§ TASK DETAILS: Report how many lines in the records below contain the word "white". Give only the number.

──────────────────────────────

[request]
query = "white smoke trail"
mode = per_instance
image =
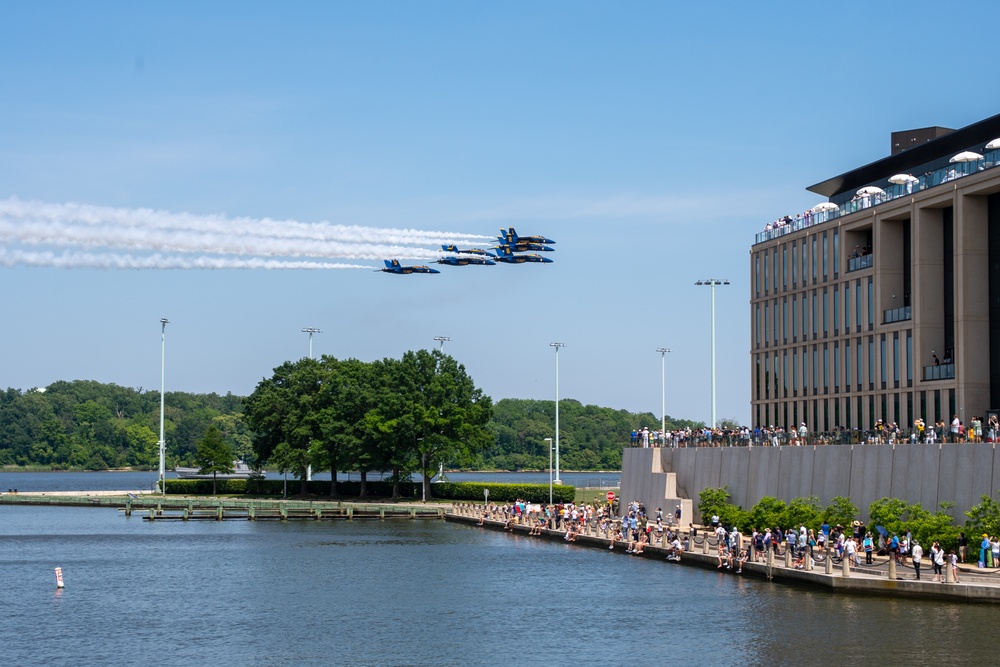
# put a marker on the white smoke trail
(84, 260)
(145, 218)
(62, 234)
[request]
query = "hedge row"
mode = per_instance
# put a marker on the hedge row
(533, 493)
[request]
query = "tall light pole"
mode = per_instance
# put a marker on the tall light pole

──────────────────────────────

§ WRITTEN ANSWER: 2